#### Problem to solve:
Retype the records exactly, including every line.

-.-.-

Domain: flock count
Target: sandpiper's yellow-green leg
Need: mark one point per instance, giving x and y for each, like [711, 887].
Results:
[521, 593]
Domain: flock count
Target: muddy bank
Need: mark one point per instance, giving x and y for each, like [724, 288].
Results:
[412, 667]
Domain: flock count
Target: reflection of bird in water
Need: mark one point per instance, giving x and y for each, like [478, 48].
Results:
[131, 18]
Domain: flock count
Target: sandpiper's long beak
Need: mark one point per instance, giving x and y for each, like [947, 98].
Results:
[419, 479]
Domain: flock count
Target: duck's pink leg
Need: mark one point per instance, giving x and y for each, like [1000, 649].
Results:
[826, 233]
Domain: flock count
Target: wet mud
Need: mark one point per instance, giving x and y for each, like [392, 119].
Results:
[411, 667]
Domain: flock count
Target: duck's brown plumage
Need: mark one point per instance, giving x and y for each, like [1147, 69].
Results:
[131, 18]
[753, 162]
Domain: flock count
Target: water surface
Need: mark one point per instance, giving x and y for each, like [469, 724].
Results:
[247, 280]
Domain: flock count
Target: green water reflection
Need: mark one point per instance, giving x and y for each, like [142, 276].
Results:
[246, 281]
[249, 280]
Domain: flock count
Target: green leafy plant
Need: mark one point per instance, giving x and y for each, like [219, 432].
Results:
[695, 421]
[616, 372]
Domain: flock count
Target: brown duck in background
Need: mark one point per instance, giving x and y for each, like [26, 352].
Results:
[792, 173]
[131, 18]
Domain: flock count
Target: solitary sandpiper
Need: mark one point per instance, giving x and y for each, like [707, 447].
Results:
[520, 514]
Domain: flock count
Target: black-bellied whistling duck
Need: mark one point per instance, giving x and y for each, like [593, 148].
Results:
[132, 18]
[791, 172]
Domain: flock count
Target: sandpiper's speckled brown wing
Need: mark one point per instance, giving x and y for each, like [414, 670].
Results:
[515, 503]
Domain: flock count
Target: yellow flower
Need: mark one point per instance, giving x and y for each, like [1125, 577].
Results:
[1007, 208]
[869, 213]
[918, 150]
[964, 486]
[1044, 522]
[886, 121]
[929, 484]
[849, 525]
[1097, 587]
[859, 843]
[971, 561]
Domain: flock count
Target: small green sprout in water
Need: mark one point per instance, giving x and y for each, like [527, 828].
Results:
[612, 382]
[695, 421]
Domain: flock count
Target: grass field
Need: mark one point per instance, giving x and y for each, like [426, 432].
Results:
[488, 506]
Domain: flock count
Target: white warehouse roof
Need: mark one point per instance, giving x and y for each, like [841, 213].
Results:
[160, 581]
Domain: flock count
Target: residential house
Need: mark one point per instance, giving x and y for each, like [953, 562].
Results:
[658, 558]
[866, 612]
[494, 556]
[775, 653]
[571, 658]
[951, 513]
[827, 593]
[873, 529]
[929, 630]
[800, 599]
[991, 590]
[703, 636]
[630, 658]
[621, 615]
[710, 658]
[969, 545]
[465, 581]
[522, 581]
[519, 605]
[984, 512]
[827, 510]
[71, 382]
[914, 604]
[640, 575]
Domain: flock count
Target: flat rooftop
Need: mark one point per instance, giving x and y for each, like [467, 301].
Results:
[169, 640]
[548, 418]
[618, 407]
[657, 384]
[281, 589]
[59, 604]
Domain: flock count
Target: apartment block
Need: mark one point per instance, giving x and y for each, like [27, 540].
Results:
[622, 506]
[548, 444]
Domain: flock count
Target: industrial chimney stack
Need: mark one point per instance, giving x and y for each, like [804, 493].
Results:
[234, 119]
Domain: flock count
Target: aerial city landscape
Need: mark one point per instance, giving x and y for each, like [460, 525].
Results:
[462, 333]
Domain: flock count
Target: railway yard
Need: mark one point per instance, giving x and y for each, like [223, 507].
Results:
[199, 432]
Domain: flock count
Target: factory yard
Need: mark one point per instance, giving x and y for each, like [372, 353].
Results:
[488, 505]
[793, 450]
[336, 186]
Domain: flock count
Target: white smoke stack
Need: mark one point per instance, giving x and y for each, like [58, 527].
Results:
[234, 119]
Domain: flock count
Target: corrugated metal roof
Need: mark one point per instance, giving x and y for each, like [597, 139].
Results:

-.-.-

#### Response area:
Domain: flock count
Target: sandpiper's yellow-green leg
Need: mark one point per instance, giving x and y for each, like [711, 887].
Results:
[521, 593]
Domain: flock count
Target: muddy bank
Need: mark one point per instance, giving x and y for each, like [724, 288].
Results:
[412, 667]
Domain: flock count
Target: reflection of bird in water
Need: mark one point per instance, giving x and y for each, like [478, 48].
Results:
[131, 18]
Domain: flock count
Target: sandpiper's long beak
Need: mark one point per instance, giving x and y for each, like [947, 98].
Results:
[419, 479]
Domain: flock count
Target: duck's pink leg
Need: mark one point per instance, giving x and y for each, like [1000, 649].
Results:
[826, 233]
Domain: flock count
Target: wet mud
Need: mark one point per instance, giving x and y for each, like [392, 119].
Results:
[411, 667]
Domain: flock count
Target: duck's brown plumage
Need: mark one point per instance, giving x and y for each, like [1147, 69].
Results:
[131, 18]
[753, 162]
Domain: flock count
Target: water surface
Need: mark one point per instance, giving x and y for each, like [469, 724].
Results:
[247, 280]
Domain: flock count
Target: green water reflection
Need: mark one point per instance, giving x and y for each, like [142, 276].
Results:
[246, 281]
[249, 280]
Domain: flock count
Target: green leafy plant
Need: mark one point per instance, giving x and y for each, like [219, 432].
Results:
[695, 421]
[616, 372]
Domain: flock count
Target: brown duck in background
Need: mark one point per instance, giving x and y for each, like [26, 352].
Results:
[792, 173]
[131, 18]
Domain: flock count
Target: solitary sandpiper
Need: mark one point per instance, giving x and y for each, like [707, 447].
Results:
[520, 514]
Domain: flock count
Target: black-bellied whistling duck
Need: mark one point per instance, giving x and y for each, like [593, 148].
Results:
[132, 18]
[791, 172]
Domain: flock count
Target: sandpiper's speckled brown wing
Need: mark one point per instance, giving x and y for each, like [414, 670].
Results:
[515, 503]
Domain: flock count
Target: yellow flower
Need: mark one point per instance, giving x and y for each, like [1125, 577].
Results:
[1007, 208]
[869, 213]
[918, 150]
[964, 486]
[1044, 522]
[886, 121]
[929, 484]
[849, 525]
[1097, 587]
[859, 843]
[971, 561]
Domain: flock count
Target: small green sprout in water
Need: mark one point per instance, giving x and y for each, like [527, 828].
Results:
[612, 382]
[695, 421]
Domain: flock count
Target: grass field
Need: mark one point per instance, giving x and y for each, like [426, 432].
Results:
[488, 506]
Domain: flock count
Target: white warehouse roof
Need: mark one point per instance, giving x and y for each, like [841, 213].
Results:
[160, 581]
Domain: flock count
Target: residential house
Need: mark one point per instance, giving x and y for each, like [953, 562].
Results:
[658, 558]
[866, 612]
[494, 556]
[775, 653]
[571, 658]
[951, 513]
[827, 593]
[873, 529]
[929, 630]
[800, 599]
[991, 590]
[703, 636]
[630, 658]
[621, 615]
[710, 658]
[969, 545]
[465, 581]
[522, 581]
[519, 605]
[984, 512]
[827, 510]
[71, 382]
[914, 604]
[640, 575]
Domain: flock count
Target: flat rooftop
Need: mark one point per instance, giving x and y for each, like [467, 301].
Results:
[169, 640]
[548, 418]
[618, 407]
[657, 384]
[281, 589]
[59, 604]
Domain: flock count
Target: apartment block
Need: mark one point per instance, giving x and y for each, like [27, 540].
Results:
[622, 506]
[548, 444]
Domain: flock count
Target: industrial chimney stack
Need: mark one point per instance, giving x and y for each, like [804, 493].
Results:
[234, 119]
Domain: flock count
Target: aerial city landscape
Need: mark one point per instance, giving x and y for each, like [460, 525].
Results:
[462, 333]
Domain: flock count
Target: railway yard
Need: mark one point per instance, giving x and y for each, like [223, 507].
Results:
[199, 432]
Domain: flock count
Target: factory yard
Need: mark one point per instance, giving x and y for each, like [372, 353].
Results:
[488, 505]
[793, 450]
[336, 186]
Domain: flock count
Target: white smoke stack
Need: mark one point per instance, giving x and y for each, like [58, 527].
Results:
[234, 119]
Domain: flock count
Target: corrugated metal roof
Need: mark one point per instance, giving x and y for each, like [597, 139].
Results:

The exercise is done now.